## START Given information
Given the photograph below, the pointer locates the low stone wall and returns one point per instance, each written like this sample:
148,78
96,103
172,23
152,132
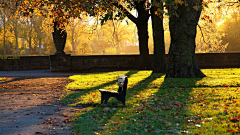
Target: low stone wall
24,63
97,63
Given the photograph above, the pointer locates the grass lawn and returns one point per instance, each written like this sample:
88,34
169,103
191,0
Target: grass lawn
156,106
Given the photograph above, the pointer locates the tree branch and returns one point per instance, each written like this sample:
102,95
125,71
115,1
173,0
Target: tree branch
127,13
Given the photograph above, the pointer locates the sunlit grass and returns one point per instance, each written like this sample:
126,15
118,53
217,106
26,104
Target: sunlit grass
156,106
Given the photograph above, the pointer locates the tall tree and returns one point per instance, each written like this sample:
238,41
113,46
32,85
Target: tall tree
141,22
182,25
160,65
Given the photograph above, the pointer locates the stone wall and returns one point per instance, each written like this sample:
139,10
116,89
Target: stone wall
24,63
97,63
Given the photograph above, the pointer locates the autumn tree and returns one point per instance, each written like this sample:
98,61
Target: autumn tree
182,24
160,65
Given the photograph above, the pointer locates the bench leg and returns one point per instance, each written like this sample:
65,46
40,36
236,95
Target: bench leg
102,98
123,100
106,99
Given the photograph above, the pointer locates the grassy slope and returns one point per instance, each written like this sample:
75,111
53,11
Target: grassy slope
154,105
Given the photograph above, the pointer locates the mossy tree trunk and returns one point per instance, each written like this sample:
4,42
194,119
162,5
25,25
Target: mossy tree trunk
182,61
160,65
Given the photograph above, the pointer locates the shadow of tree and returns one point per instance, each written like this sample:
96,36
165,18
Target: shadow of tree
80,92
154,105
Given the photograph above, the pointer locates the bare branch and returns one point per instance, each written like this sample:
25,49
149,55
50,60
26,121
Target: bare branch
126,12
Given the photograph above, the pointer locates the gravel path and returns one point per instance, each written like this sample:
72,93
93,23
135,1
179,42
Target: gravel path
31,105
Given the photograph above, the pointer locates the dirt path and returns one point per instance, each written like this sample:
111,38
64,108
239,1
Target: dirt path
31,105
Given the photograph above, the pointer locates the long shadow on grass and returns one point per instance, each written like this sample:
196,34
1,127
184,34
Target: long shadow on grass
96,119
80,92
164,111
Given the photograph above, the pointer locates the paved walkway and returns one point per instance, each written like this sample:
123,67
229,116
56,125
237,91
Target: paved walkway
36,73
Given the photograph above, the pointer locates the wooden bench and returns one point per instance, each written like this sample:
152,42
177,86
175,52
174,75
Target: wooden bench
120,94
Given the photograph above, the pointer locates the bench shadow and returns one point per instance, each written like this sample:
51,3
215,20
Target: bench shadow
81,92
167,102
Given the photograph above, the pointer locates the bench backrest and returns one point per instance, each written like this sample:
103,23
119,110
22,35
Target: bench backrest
122,90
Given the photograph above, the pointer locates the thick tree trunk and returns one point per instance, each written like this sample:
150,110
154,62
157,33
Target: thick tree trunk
142,25
40,47
160,65
4,34
73,44
143,45
16,38
182,61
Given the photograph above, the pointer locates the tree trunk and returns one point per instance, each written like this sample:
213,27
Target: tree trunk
160,65
4,33
40,47
182,61
142,26
73,44
143,45
16,36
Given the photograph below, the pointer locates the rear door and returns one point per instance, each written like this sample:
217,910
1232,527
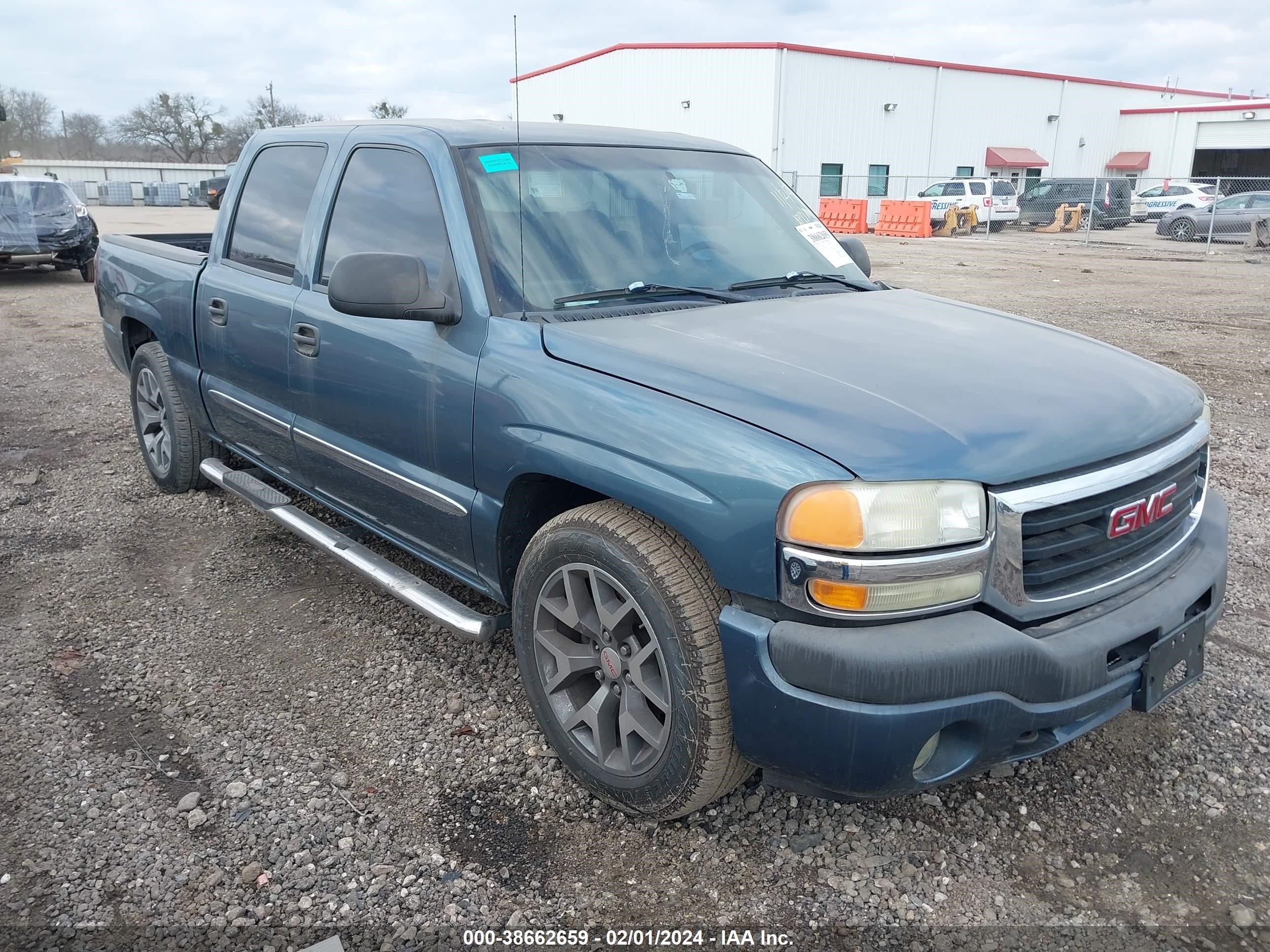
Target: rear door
## END Given information
» Written problem: Rewrite each line of the listing above as a Markdown table with the columns Row and Line, numbering the rows in order and omitting blank lines. Leave the pictures out of the table.

» Response to this task:
| Row | Line |
|---|---|
| 1 | Given the photograph below, the pointer locates the low stone wall and returns one point per instance, each written like this sample: |
| 2 | 148,78 |
| 3 | 96,103 |
| 4 | 172,23 |
| 5 | 152,132 |
| 6 | Target: low stone wall |
| 7 | 24,63 |
| 8 | 97,63 |
| 9 | Given the photograph above, the pointer locates the grass lawn and returns one point per instance, each written like this sample: |
| 10 | 88,34 |
| 11 | 169,103 |
| 12 | 191,0 |
| 13 | Target: grass lawn |
| 14 | 156,106 |
| 15 | Given the photograph above, the pointer locates the tree branch and returns one point per instance, each written like this sample: |
| 16 | 102,95 |
| 17 | 125,71 |
| 18 | 115,1 |
| 19 | 173,0 |
| 20 | Target: tree branch |
| 21 | 127,13 |
| 22 | Given the photograph above, the pointer locates the sunlit grass and returns one point per instance, each written like this sample: |
| 23 | 126,15 |
| 24 | 118,53 |
| 25 | 217,106 |
| 26 | 26,104 |
| 27 | Target: sunlit grass |
| 28 | 156,106 |
| 29 | Given the photograph above, the pointer locates the tall tree and returns one point per instance, each written like this sample: |
| 30 | 238,41 |
| 31 | 113,46 |
| 32 | 32,85 |
| 33 | Target: tall tree |
| 34 | 141,22 |
| 35 | 182,25 |
| 36 | 160,65 |
| 37 | Given the photograph above, the pointer locates the stone wall and returns one point per instance, each written like this sample: |
| 38 | 139,10 |
| 39 | 116,89 |
| 40 | Target: stone wall |
| 41 | 24,63 |
| 42 | 97,63 |
| 43 | Given the photograph above, the pointer locates the autumn tree and returns one point per instance, each written like this sample: |
| 44 | 98,61 |
| 45 | Target: autumn tree |
| 46 | 182,24 |
| 47 | 160,65 |
| 48 | Given the photograph above, the pointer locates the bench leg and returns one point per instance, each written like this sample: |
| 49 | 65,46 |
| 50 | 40,36 |
| 51 | 236,95 |
| 52 | Target: bench leg |
| 53 | 102,98 |
| 54 | 123,100 |
| 55 | 106,99 |
| 56 | Given the photograph above, the pointer locates the grassy slope and returns one point per instance, each written like this sample: |
| 57 | 75,111 |
| 58 | 53,11 |
| 59 | Target: grassy slope |
| 60 | 154,105 |
| 61 | Given the photograph above, the pointer locates the mossy tree trunk and returns one point per instance, each written like this sample: |
| 62 | 4,42 |
| 63 | 194,119 |
| 64 | 162,5 |
| 65 | 25,25 |
| 66 | Target: mossy tree trunk |
| 67 | 182,61 |
| 68 | 160,65 |
| 69 | Given the photograph above, the pointer locates the shadow of tree and returns one point per instance, each written like this sample: |
| 70 | 96,36 |
| 71 | 165,18 |
| 72 | Target: shadow of tree |
| 73 | 80,92 |
| 74 | 154,105 |
| 75 | Given the photograph above, the pointer locates the bare branch and returns one point per instance, each written like this sample: |
| 76 | 25,49 |
| 77 | 149,55 |
| 78 | 50,60 |
| 79 | 26,121 |
| 80 | Target: bare branch |
| 81 | 126,12 |
| 82 | Given the photograph above, the pointer locates the gravel path and returns one point per instance, each written like this sample: |
| 83 | 72,93 |
| 84 | 93,23 |
| 85 | 135,1 |
| 86 | 179,42 |
| 87 | Target: gravel path |
| 88 | 31,105 |
| 89 | Given the photograph above, the pointer locates the dirt path and returns one point per instance, each written like this sample: |
| 90 | 111,38 |
| 91 | 64,108 |
| 92 | 239,1 |
| 93 | Target: dirt path |
| 94 | 31,105 |
| 95 | Given the photograph above, the pointer locates the long shadow on grass and returns one point per instance, each written like this sample: |
| 96 | 196,34 |
| 97 | 1,127 |
| 98 | 184,34 |
| 99 | Target: long shadow on grass |
| 100 | 96,119 |
| 101 | 80,92 |
| 102 | 164,111 |
| 103 | Given the photograph above, the pointer locates the paved walkway and returns one point per instance, each written like this sample: |
| 104 | 123,67 |
| 105 | 229,116 |
| 106 | 56,125 |
| 107 | 237,91 |
| 108 | Target: paved walkway |
| 109 | 36,73 |
| 110 | Given the photograph above, the pointer locates the wooden bench and returns one point per instance, each written like this sample: |
| 111 | 152,42 |
| 112 | 177,86 |
| 113 | 175,52 |
| 114 | 174,75 |
| 115 | Target: wooden bench |
| 116 | 120,94 |
| 117 | Given the photograph above, the pointer locates the bench shadow and returns one point per instance, each written like this sample: |
| 118 | 51,3 |
| 119 | 215,20 |
| 120 | Target: bench shadow |
| 121 | 81,92 |
| 122 | 167,102 |
| 123 | Given the photograph above, the pointer locates the bench backrest and returns one point per instance, each written like this sample: |
| 124 | 103,23 |
| 125 | 119,110 |
| 126 | 22,35 |
| 127 | Target: bench backrest |
| 128 | 122,90 |
| 129 | Given the photograph above, the pointer locates the thick tree trunk and returns one point per instance, each written like this sample: |
| 130 | 150,110 |
| 131 | 154,62 |
| 132 | 157,33 |
| 133 | Target: thick tree trunk |
| 134 | 142,25 |
| 135 | 40,47 |
| 136 | 160,65 |
| 137 | 4,34 |
| 138 | 73,44 |
| 139 | 143,45 |
| 140 | 16,38 |
| 141 | 182,61 |
| 142 | Given the photograph above, the pointer locates the tree trunk and returns one point per instance, each written like this sample: |
| 143 | 213,27 |
| 144 | Target: tree trunk |
| 145 | 160,65 |
| 146 | 4,33 |
| 147 | 40,47 |
| 148 | 182,61 |
| 149 | 142,26 |
| 150 | 73,44 |
| 151 | 143,45 |
| 152 | 16,36 |
| 153 | Given the photograph below, the pointer locates the rear door and returns one point per instance, each written like this sample: |
| 154 | 217,910 |
| 155 | 1232,527 |
| 156 | Target: rear door |